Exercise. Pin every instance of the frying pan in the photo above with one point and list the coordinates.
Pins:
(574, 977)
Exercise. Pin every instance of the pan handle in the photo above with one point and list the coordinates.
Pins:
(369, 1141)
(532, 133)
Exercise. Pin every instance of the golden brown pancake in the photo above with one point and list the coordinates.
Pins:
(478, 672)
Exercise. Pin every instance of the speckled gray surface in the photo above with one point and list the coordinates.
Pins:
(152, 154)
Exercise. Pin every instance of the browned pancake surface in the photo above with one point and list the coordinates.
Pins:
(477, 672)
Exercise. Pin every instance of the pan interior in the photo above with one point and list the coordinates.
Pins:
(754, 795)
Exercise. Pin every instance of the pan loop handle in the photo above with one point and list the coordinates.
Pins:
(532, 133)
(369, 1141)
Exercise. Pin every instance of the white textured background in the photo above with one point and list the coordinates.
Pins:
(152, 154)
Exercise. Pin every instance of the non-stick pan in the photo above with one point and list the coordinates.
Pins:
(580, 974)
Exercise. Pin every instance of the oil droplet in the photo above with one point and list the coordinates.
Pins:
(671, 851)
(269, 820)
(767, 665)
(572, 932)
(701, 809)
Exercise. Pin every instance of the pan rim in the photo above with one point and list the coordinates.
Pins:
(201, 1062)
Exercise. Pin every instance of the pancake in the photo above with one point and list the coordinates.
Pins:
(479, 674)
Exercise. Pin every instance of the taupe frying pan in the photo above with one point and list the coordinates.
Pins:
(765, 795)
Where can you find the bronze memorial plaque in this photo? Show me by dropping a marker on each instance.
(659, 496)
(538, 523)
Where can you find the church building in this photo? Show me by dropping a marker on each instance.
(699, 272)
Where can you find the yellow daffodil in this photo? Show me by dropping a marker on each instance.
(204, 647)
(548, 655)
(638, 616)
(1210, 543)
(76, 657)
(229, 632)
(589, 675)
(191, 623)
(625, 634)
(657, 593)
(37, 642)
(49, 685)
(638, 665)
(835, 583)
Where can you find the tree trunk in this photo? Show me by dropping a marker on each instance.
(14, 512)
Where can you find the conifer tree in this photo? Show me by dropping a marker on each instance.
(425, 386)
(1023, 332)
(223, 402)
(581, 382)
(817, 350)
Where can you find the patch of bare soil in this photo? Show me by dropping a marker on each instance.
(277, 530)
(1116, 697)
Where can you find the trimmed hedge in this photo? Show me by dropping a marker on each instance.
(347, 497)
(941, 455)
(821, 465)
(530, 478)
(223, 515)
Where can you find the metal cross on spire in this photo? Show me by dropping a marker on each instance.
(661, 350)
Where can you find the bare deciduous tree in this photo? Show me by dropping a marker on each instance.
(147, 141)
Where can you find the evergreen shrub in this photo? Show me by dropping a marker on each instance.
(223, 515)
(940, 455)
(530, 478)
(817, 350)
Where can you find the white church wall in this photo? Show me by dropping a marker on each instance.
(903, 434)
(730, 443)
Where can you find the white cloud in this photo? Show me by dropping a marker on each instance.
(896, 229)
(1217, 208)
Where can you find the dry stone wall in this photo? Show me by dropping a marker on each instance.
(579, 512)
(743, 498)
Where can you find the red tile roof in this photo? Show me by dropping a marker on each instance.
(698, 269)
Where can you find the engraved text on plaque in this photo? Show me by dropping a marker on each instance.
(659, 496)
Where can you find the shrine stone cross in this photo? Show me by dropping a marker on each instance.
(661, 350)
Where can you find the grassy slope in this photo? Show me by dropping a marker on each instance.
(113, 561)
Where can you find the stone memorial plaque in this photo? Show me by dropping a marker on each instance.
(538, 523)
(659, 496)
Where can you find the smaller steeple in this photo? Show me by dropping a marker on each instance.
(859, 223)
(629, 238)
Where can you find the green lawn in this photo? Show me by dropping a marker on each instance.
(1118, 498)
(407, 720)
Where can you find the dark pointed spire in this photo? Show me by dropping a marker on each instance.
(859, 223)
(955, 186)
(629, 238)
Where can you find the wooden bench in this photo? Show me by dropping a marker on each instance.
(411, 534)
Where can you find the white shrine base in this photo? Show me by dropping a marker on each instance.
——
[GIVEN INSTRUCTION] Recast every row above as a Markdown table with two columns, "No." for the row number and "Line" for the text of that line, and leave out blank lines.

[REPLY]
| No. | Line |
|---|---|
| 1 | Exercise. Pin every instance of the frying pan in the photo above with one point and list the coordinates. |
| 2 | Pins: |
| 3 | (574, 977) |
| 4 | Exercise. Pin every instance of the pan handle in the photo above with one point and list the coordinates. |
| 5 | Pins: |
| 6 | (369, 1141) |
| 7 | (532, 133) |
| 8 | Exercise. Pin every instance of the golden brown pancake in the photo above with one point and list the coordinates. |
| 9 | Pins: |
| 10 | (478, 672) |
| 11 | Exercise. Pin every instance of the speckled gray surface in the photo above with one point and list the coordinates. |
| 12 | Pins: |
| 13 | (152, 154) |
| 14 | Exercise. Pin every instance of the browned pancake surface in the photo above with one point and list the coordinates. |
| 15 | Pins: |
| 16 | (477, 672) |
| 17 | Exercise. Pin every instance of the pan interior in the photo above with one point and list the coordinates. |
| 18 | Pins: |
| 19 | (754, 795) |
| 20 | Exercise. Pin every instance of the pan loop handle in the photo above with one point and list the coordinates. |
| 21 | Pins: |
| 22 | (532, 133) |
| 23 | (369, 1141) |
| 24 | Exercise. Pin every instance of the white textured background in the photo above with one point and list the coordinates. |
| 25 | Pins: |
| 26 | (152, 154) |
| 27 | Exercise. Pin every instance of the non-stick pan in the photo above with one point and list the coordinates. |
| 28 | Pins: |
| 29 | (580, 974) |
| 30 | Exercise. Pin every instance of the oil droplet in the photo above with one point and list the coordinates. |
| 31 | Pins: |
| 32 | (671, 851) |
| 33 | (269, 820) |
| 34 | (767, 665) |
| 35 | (572, 932) |
| 36 | (701, 809) |
| 37 | Exercise. Pin every instance of the pan rim in the photo above with one point and list the coordinates. |
| 38 | Pins: |
| 39 | (201, 1062) |
| 40 | Exercise. Pin every instance of the pancake in the photo above with one point and list the coordinates. |
| 41 | Pins: |
| 42 | (479, 674) |
| 43 | Exercise. Pin every instance of the taupe frying pan in the photo above with one point and list the coordinates. |
| 44 | Pins: |
| 45 | (765, 795) |
| 46 | Where can you find the bronze memorial plaque in this photo? Show me by dropping a marker on each instance. |
| 47 | (659, 496) |
| 48 | (538, 523) |
| 49 | Where can you find the church building in this photo? Show me by dropping a marker on each instance. |
| 50 | (699, 272) |
| 51 | Where can you find the yellow daffodil in this photo? Show me by dropping a marker on each instance. |
| 52 | (204, 647) |
| 53 | (548, 655) |
| 54 | (638, 616) |
| 55 | (1210, 543) |
| 56 | (76, 657) |
| 57 | (229, 632) |
| 58 | (589, 675) |
| 59 | (191, 623) |
| 60 | (625, 634) |
| 61 | (657, 593) |
| 62 | (37, 642) |
| 63 | (49, 685) |
| 64 | (638, 665) |
| 65 | (835, 583) |
| 66 | Where can you find the tree trunk in this photo? Show me by dropping a marker on each instance. |
| 67 | (14, 512) |
| 68 | Where can you find the conifer tree in this photo? Show me by dropping a marker on each instance. |
| 69 | (425, 386) |
| 70 | (1023, 332) |
| 71 | (223, 402) |
| 72 | (581, 382) |
| 73 | (817, 350) |
| 74 | Where can you find the patch of bare soil in this photo? Show me by dropping a marker on each instance. |
| 75 | (277, 530) |
| 76 | (1116, 697) |
| 77 | Where can you find the trimmed hedge in this photo? Show me by dropping a marker on each instance. |
| 78 | (347, 497) |
| 79 | (941, 455) |
| 80 | (821, 465) |
| 81 | (530, 478) |
| 82 | (223, 515) |
| 83 | Where can you find the metal cross on spire in this photo? Show me by dropping a marker on each instance. |
| 84 | (661, 350) |
| 85 | Where can you find the bare deciduous tree in this photo? Show me by dropping a marker on each instance. |
| 86 | (147, 141) |
| 87 | Where can you find the evergreen shrub in this photo? Show me by dropping a marker on each instance. |
| 88 | (223, 515) |
| 89 | (940, 455) |
| 90 | (530, 478) |
| 91 | (817, 350) |
| 92 | Where can you find the white church wall in this photo? Show me by dropping a marker on each instance. |
| 93 | (903, 434) |
| 94 | (730, 443) |
| 95 | Where can you find the white cloud in this photo? Show me by dropping a marker on each instance. |
| 96 | (896, 229) |
| 97 | (1217, 208) |
| 98 | Where can you find the dry stone wall in this photo? Show me by dropping a marker on each instance. |
| 99 | (579, 512) |
| 100 | (743, 498) |
| 101 | Where can you find the red tile roof in this photo? Show me by dropping a marker on each instance. |
| 102 | (698, 269) |
| 103 | Where can you find the engraved text on plaque in this photo? Show me by dropping a marker on each instance. |
| 104 | (659, 496) |
| 105 | Where can you find the shrine stone cross in this photo? Show me by dropping a marker on each instance. |
| 106 | (661, 350) |
| 107 | Where can you find the grassy slope in this photo? Show me by dropping a marker on each instance. |
| 108 | (113, 561) |
| 109 | Where can you find the stone memorial plaque in this photo? Show me by dropping a marker on each instance. |
| 110 | (538, 523) |
| 111 | (659, 496) |
| 112 | Where can you find the smaller steeple in this photo? Show me by dropping a marker on each instance. |
| 113 | (859, 223) |
| 114 | (629, 238) |
| 115 | Where can you find the green lawn in this photo? Show me by dropping a marker on each instance. |
| 116 | (1118, 498) |
| 117 | (407, 720) |
| 118 | Where can you find the dark pointed spire in this photo? Show me by dropping a marker on each instance. |
| 119 | (859, 223) |
| 120 | (955, 186) |
| 121 | (629, 238) |
| 122 | Where can you find the wooden bench in this photo? Show me by dropping a marker on each instance. |
| 123 | (411, 534) |
| 124 | Where can you find the white shrine base in this photo? Show me by dropping a marker on each instance. |